— Begin —
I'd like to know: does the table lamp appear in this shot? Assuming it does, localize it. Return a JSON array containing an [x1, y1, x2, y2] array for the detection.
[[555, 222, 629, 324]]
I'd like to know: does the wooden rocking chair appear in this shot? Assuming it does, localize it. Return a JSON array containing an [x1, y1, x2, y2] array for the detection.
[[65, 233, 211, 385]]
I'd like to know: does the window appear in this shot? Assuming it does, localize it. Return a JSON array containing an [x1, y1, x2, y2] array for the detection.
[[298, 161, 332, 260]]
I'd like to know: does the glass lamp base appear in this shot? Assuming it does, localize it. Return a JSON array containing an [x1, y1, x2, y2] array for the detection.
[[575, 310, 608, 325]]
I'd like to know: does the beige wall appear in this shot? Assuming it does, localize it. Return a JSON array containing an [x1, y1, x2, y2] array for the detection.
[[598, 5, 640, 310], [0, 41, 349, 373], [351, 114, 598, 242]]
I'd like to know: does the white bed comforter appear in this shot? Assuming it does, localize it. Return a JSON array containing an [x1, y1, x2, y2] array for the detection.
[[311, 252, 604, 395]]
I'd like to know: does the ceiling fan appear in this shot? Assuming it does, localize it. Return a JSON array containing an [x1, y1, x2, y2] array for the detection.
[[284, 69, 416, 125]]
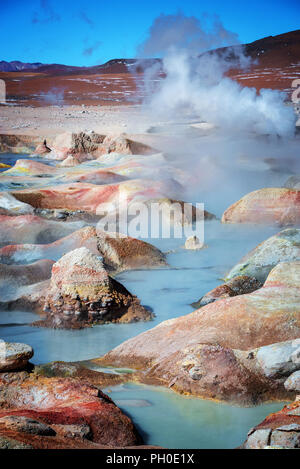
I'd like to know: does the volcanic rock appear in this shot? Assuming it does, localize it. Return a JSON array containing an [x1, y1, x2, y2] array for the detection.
[[193, 275, 262, 308], [222, 188, 300, 225], [243, 400, 300, 449], [0, 372, 141, 449], [99, 261, 300, 404], [0, 340, 33, 373], [184, 235, 204, 249], [0, 192, 33, 215], [39, 247, 152, 328], [284, 372, 300, 394], [226, 228, 300, 282], [97, 229, 167, 272]]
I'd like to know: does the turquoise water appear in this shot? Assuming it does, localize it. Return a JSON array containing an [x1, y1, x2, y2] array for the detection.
[[0, 155, 292, 448], [0, 221, 277, 364], [104, 383, 282, 449]]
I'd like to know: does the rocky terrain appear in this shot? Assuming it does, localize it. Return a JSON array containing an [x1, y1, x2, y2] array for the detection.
[[0, 26, 300, 449], [0, 342, 146, 449]]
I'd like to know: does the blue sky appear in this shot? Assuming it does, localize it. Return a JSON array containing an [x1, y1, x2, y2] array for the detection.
[[0, 0, 300, 65]]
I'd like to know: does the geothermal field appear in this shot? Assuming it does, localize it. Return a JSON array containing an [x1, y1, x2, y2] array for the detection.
[[0, 19, 300, 450]]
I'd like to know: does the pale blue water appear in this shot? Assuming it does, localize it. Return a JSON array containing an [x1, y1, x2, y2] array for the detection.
[[0, 155, 292, 448], [104, 383, 282, 449], [0, 221, 277, 364]]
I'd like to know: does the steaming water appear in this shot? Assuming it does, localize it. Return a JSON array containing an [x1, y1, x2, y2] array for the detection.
[[0, 155, 292, 448], [0, 153, 56, 172], [0, 221, 277, 364], [104, 383, 282, 449]]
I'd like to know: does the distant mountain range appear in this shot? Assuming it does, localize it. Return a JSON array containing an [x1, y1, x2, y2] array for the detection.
[[0, 30, 300, 74]]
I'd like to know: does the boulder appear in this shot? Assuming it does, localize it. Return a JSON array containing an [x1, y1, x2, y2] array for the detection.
[[0, 134, 40, 154], [0, 226, 99, 264], [0, 226, 167, 272], [97, 228, 167, 272], [0, 372, 142, 449], [192, 275, 262, 308], [222, 188, 300, 225], [34, 140, 51, 155], [0, 340, 33, 373], [99, 261, 300, 404], [38, 247, 152, 328], [242, 400, 300, 449], [0, 192, 33, 215], [284, 372, 300, 393], [255, 339, 300, 378], [184, 235, 204, 250], [0, 259, 54, 294], [48, 132, 154, 162], [58, 155, 80, 168], [226, 228, 300, 282], [0, 415, 56, 436], [12, 179, 177, 214]]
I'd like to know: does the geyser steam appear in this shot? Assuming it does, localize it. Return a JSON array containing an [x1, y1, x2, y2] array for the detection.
[[139, 13, 296, 137]]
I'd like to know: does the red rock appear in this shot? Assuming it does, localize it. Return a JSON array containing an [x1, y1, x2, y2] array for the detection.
[[97, 228, 167, 271], [100, 262, 300, 403], [0, 226, 166, 271], [38, 247, 152, 328], [0, 259, 54, 306], [0, 226, 99, 264], [0, 340, 33, 373], [12, 179, 176, 213], [222, 188, 300, 225], [193, 275, 262, 308], [0, 372, 141, 449], [49, 132, 153, 162], [34, 140, 51, 155], [243, 400, 300, 449]]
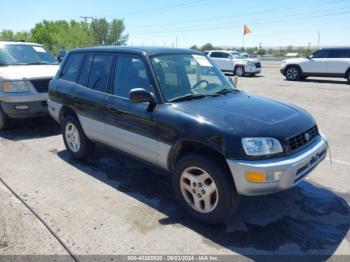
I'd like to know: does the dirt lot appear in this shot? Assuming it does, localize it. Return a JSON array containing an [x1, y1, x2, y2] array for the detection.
[[0, 66, 350, 259]]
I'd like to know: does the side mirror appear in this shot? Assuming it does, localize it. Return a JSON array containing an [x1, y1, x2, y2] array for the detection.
[[57, 50, 67, 63], [129, 88, 156, 105], [227, 76, 239, 89]]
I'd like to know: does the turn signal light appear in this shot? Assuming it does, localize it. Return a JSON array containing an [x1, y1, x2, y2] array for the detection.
[[245, 172, 266, 183], [245, 171, 283, 183]]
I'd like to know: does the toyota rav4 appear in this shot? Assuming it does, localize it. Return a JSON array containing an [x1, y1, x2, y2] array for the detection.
[[48, 47, 328, 223]]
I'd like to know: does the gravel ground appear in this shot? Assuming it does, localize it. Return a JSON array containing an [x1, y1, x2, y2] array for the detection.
[[0, 65, 350, 260]]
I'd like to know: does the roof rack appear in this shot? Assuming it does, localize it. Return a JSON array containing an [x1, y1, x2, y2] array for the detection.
[[0, 39, 27, 43]]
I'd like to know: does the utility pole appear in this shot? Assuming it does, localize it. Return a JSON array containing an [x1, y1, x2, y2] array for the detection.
[[316, 31, 321, 49], [80, 16, 94, 23]]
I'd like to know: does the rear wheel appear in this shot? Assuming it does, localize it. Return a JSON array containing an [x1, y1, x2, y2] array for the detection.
[[173, 154, 239, 224], [285, 66, 301, 81], [63, 116, 94, 159], [234, 65, 245, 77], [0, 106, 12, 131]]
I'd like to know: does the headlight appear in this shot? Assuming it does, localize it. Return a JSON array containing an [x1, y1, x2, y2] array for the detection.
[[2, 81, 30, 93], [242, 137, 283, 156]]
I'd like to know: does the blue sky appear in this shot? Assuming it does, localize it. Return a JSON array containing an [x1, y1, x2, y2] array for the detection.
[[0, 0, 350, 47]]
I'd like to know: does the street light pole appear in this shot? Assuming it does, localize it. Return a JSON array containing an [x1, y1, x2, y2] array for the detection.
[[316, 31, 321, 49]]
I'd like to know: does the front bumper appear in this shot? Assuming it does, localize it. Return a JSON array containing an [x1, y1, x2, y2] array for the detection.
[[244, 65, 261, 74], [0, 100, 48, 118], [0, 92, 48, 118], [227, 136, 328, 195]]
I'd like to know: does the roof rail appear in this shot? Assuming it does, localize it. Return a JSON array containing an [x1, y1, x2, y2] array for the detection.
[[0, 39, 27, 43]]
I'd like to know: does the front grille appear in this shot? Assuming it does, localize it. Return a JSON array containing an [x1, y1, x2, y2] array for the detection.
[[31, 78, 51, 93], [286, 126, 319, 152]]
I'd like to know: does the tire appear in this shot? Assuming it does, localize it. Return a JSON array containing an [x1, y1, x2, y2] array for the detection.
[[62, 116, 95, 160], [234, 65, 245, 77], [0, 106, 12, 131], [285, 66, 301, 81], [172, 154, 239, 224]]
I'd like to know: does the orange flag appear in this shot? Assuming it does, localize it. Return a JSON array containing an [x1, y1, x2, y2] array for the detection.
[[243, 25, 252, 35]]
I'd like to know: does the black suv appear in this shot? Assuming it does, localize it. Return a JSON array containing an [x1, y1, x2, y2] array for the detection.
[[48, 47, 328, 223]]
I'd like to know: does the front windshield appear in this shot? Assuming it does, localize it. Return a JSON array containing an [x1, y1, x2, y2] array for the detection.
[[151, 54, 234, 101], [0, 44, 57, 66]]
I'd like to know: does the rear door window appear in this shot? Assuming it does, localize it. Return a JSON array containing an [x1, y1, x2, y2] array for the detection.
[[330, 49, 348, 58], [210, 52, 223, 58], [114, 55, 151, 98], [88, 55, 113, 93], [60, 53, 84, 82], [78, 54, 94, 87], [314, 49, 330, 58]]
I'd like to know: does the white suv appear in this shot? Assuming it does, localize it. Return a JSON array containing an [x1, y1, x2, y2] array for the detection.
[[0, 41, 58, 130], [281, 48, 350, 83], [205, 50, 261, 76]]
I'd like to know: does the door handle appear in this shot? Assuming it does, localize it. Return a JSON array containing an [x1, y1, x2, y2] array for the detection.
[[108, 106, 120, 113]]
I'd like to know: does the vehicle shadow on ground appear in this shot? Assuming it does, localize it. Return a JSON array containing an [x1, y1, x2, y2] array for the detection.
[[285, 78, 350, 87], [58, 147, 350, 260], [0, 117, 61, 141]]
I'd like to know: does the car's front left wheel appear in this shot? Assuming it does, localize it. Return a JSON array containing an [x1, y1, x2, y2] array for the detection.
[[173, 154, 239, 224], [62, 116, 94, 160]]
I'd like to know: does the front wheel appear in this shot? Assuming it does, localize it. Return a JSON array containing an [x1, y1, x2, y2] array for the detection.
[[285, 66, 301, 81], [63, 116, 94, 160], [173, 154, 239, 224]]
— End —
STATED PROBLEM: Reproduce the stretch from the start of the data through the line containing "[[284, 69, 416, 125]]", requests included, and scale every bounding-box coordinate in the answers by 2.4, rounding each result to a whole number with halves rounded up. Leave the requests unchanged.

THE OUTPUT:
I'd like to know: does the table lamp appear in this shot? Assuming it does, localize it. Return a JSON array containing an [x1, y1, x2, y2] array for the detection.
[[1332, 533, 1510, 778]]
I'd like to know: does the wooden rocking chair appear in this shot? Assuming it does, localize it. Return a JSON array containing an [x1, y1, x2, y2] array for the detection.
[[156, 559, 506, 924]]
I'd like to know: does the window appear in this shot? Assuming it does, localize it. Return a JSON array containing an [x1, y1, x2, y2] array for the detection.
[[715, 386, 797, 624]]
I'd like to know: does the glass lamp base appear in this shot? Assuming it does, localize it. Return a JSON array containing an [x1, y1, x2, y2] array for the detection.
[[1380, 744, 1459, 780]]
I'd like to know: does the beige wall appear in this shot? Assuming it does, localize it. Return a JSON array containing an [x1, y1, x2, y2] array for the detection.
[[1435, 12, 1536, 744], [0, 98, 838, 895], [842, 274, 1435, 581]]
I'd like to know: does the white bed comforter appear in this shot? Assuming it does, localize it. Return a JSON array containing an [x1, y1, x2, y2] array for the detection.
[[746, 605, 1450, 948]]
I'd like to know: does the ceiling fan appear in this shot? Assuming it does, localize it. Return a JSON array containing an [x1, y1, x2, y2] array for the detection.
[[682, 166, 998, 300]]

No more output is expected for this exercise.